Sunday, September 3, 2017
Crossing Harry, by Chris Knopf
Knopf is making his second appearance here.
I am very fond of what I call heightened language, which simply means that the words do something more than get us from the beginning of the story to the end. It doesn't have to been high-falutin' fancy words. Hemingway's monosyllabic language told us a lot about the world he was describing.
This story has a good plot but it is the language that puts it over the top. Here is our nameless protagonist, a homeless man, explaining his love of biology.
I'd loved it since I was a kid. I'd absolutely be hunched over a lab counter right now if I hadn't had that little hiccup with the voices in my head and the collusion of the Yale Board of Trustees, the United States Chamber of Commerce, and the Satanic Monks of Aquitaine to deprive me of my undergraduate position.
Yeah, I hate it when that happens.
But our hero is pretty cheerful. He likes his "house [which] is this nice little spot under the railroad tracks that mostly keeps out the rain and snow."
Of course, some conflict must occur even in this paradise, and it takes the form of a very strange man at Union Station whom no one notices except the homeless man and Harry. Did I mention Harry? No one can see him except our narrator, because he's from another dimension. But Harry isn't the problem. It's the elegantly dressed man with a canvas bag full of-- well, nothing nice.
Don't worry, though. Our guy and Harry are on the case. And a terrific case it is.

> _Data for review_:

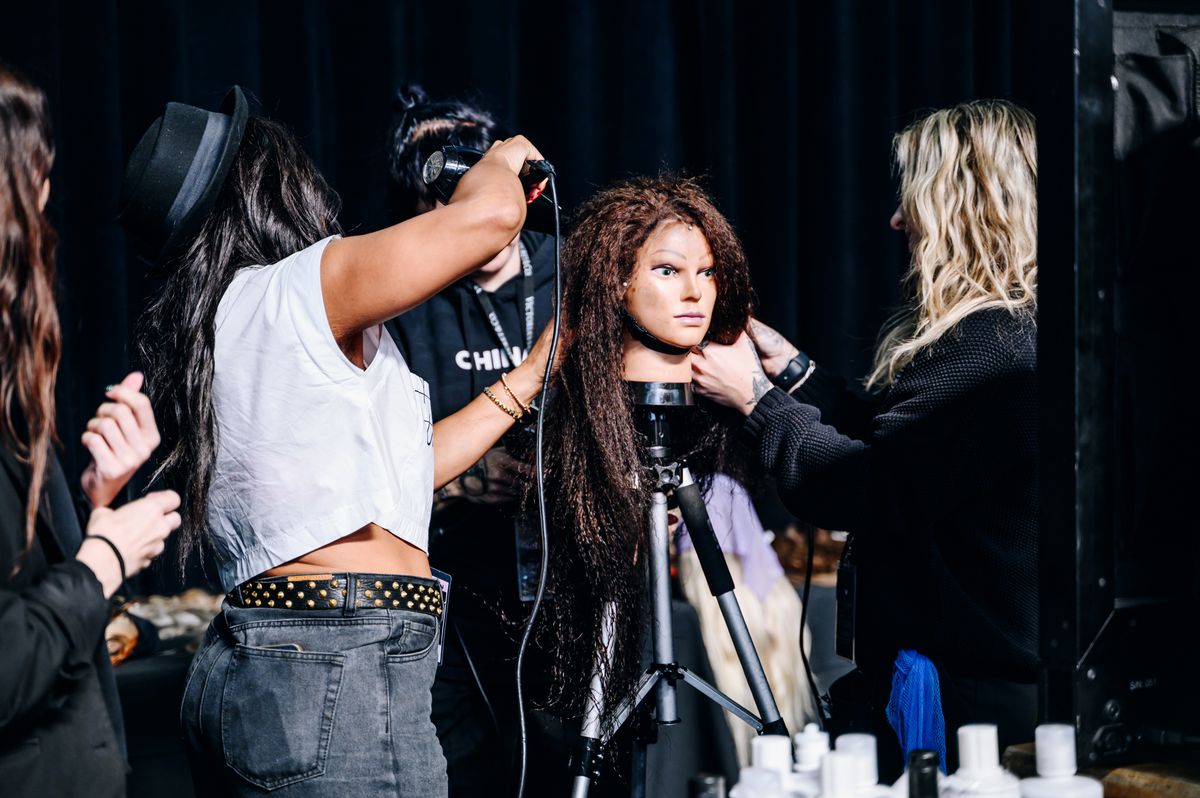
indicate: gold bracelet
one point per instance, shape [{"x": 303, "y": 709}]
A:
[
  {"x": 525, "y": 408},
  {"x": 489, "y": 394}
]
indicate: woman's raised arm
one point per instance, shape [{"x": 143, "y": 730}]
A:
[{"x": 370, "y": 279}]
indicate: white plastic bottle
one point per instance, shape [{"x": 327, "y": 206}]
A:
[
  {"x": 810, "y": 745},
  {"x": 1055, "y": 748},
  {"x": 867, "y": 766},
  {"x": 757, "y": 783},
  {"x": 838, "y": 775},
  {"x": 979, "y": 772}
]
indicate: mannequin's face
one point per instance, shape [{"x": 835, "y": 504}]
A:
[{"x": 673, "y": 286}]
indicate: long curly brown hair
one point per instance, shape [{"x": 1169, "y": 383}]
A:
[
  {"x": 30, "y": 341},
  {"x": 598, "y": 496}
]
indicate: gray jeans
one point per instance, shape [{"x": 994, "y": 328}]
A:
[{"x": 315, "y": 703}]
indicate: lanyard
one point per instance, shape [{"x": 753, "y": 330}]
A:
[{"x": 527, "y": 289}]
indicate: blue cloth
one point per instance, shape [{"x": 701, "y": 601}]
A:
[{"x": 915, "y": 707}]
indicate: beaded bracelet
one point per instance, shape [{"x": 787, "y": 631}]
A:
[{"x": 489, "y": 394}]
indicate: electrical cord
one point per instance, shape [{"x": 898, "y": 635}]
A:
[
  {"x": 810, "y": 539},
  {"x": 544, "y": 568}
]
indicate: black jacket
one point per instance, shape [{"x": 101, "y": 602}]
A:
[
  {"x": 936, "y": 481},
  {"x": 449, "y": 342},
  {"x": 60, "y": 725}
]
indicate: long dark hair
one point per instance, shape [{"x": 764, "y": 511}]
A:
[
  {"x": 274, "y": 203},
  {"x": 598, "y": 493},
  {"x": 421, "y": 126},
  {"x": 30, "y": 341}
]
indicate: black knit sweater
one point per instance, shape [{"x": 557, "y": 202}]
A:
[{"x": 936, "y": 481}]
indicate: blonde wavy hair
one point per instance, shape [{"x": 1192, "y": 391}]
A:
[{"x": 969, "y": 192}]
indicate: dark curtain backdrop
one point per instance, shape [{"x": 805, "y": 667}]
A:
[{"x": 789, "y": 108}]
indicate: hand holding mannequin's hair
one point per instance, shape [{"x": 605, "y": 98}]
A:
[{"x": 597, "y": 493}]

...

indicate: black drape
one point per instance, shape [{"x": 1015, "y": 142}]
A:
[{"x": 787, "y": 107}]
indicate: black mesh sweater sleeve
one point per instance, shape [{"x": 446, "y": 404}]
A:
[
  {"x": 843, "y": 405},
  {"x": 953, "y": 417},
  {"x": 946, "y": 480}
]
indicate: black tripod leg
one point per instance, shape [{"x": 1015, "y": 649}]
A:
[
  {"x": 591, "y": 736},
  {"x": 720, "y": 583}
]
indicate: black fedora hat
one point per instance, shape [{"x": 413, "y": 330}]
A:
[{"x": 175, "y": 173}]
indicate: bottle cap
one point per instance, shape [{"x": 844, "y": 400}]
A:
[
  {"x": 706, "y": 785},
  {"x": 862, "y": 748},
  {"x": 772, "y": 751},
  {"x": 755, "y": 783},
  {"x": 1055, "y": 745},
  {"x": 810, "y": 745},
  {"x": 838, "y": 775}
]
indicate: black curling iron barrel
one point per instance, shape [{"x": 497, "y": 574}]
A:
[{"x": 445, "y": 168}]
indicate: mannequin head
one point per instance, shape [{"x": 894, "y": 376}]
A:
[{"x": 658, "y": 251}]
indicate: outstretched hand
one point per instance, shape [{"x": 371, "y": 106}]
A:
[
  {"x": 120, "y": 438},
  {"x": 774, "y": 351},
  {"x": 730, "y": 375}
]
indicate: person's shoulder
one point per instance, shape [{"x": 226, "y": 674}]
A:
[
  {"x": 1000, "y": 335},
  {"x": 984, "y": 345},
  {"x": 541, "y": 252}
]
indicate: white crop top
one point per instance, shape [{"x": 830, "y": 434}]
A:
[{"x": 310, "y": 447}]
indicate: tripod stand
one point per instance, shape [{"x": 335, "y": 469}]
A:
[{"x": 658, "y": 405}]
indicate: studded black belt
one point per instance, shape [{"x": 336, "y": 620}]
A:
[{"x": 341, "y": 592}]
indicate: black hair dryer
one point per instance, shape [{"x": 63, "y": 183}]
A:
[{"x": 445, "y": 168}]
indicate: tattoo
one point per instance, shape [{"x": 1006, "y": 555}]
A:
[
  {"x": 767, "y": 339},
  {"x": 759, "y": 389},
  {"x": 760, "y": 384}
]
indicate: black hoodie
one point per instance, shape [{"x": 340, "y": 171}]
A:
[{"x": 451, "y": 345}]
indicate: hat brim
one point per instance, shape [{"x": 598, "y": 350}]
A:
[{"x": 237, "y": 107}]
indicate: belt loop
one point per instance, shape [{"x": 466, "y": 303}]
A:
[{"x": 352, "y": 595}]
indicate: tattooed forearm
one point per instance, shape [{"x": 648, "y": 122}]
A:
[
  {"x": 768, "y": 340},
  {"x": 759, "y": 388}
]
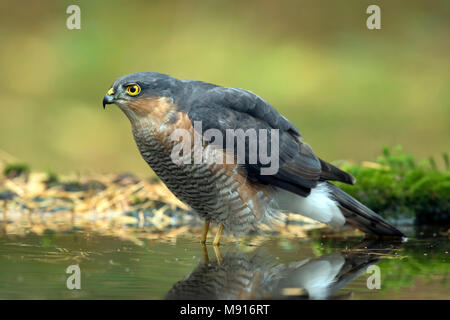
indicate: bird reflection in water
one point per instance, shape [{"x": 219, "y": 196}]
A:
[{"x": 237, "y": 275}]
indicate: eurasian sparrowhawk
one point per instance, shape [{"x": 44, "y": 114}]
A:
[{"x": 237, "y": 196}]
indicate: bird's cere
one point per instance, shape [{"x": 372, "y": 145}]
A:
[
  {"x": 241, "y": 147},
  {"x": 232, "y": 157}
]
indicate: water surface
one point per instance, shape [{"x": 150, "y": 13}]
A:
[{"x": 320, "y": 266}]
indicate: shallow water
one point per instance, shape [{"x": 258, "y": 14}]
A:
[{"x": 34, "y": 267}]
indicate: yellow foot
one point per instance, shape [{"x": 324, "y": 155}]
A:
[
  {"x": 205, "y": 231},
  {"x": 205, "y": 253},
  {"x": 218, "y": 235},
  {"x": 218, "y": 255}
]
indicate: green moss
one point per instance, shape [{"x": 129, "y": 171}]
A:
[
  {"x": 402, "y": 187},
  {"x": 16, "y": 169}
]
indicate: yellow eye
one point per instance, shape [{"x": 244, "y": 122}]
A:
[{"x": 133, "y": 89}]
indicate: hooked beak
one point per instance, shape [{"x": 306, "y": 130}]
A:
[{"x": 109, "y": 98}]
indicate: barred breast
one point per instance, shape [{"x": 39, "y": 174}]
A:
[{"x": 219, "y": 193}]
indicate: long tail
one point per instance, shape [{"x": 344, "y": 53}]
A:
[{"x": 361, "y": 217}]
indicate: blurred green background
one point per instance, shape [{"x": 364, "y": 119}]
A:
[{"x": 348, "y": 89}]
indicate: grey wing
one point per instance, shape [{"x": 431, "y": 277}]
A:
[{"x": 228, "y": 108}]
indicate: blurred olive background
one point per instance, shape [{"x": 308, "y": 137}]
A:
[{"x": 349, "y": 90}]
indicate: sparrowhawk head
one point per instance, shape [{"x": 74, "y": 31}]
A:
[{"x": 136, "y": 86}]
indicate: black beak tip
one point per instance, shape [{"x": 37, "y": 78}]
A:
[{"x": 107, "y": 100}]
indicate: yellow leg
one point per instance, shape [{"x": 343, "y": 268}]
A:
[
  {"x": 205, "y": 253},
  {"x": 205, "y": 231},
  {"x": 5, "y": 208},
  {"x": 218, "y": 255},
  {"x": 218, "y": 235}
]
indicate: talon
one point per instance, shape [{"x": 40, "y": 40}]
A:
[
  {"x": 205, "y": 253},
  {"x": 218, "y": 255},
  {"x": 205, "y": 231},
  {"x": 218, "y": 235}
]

* * *

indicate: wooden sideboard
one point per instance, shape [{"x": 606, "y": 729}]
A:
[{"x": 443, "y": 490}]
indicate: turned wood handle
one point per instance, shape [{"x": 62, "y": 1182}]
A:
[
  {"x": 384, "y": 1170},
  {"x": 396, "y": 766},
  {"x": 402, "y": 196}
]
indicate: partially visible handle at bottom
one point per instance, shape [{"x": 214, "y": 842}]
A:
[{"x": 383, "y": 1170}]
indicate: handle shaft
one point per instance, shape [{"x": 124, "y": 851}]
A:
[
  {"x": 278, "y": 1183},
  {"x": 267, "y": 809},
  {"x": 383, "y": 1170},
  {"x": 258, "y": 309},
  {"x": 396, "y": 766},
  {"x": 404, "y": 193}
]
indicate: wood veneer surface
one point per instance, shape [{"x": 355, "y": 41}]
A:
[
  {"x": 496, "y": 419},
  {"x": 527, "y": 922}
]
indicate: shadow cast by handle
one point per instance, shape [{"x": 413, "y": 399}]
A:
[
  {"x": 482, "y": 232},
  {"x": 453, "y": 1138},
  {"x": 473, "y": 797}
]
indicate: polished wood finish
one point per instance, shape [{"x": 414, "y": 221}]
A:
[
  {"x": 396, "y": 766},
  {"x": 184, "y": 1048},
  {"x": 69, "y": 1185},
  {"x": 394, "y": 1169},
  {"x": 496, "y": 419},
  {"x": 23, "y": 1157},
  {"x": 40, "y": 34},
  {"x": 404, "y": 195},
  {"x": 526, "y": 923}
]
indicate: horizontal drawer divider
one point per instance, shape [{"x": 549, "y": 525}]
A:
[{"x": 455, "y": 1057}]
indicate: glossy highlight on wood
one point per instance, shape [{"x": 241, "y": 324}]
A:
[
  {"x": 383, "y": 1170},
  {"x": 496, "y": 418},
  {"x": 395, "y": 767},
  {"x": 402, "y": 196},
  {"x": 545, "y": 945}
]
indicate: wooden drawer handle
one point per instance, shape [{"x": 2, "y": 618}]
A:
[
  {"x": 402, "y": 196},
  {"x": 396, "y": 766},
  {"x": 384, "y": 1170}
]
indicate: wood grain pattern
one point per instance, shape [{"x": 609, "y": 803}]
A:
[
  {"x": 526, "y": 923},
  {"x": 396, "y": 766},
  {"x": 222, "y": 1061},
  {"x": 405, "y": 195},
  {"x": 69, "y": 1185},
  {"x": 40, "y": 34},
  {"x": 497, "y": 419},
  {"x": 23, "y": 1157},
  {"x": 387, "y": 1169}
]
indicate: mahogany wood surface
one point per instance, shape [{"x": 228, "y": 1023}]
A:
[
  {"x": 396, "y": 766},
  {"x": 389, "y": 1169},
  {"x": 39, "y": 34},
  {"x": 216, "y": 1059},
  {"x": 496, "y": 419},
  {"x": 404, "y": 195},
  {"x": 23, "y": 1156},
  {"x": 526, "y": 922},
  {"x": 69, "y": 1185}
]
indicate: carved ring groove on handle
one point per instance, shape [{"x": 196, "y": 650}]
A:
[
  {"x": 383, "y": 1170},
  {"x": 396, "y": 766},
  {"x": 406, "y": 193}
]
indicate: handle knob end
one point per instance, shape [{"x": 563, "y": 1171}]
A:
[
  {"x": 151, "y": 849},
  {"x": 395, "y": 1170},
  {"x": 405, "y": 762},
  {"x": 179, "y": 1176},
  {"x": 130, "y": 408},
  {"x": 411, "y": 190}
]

> _The problem_: Could you reproduce the passage of the book review from "This story has" up to and including "love of biology.", word for word?

> _Result for this exercise_:
This story has a good plot but it is the language that puts it over the top. Here is our nameless protagonist, a homeless man, explaining his love of biology.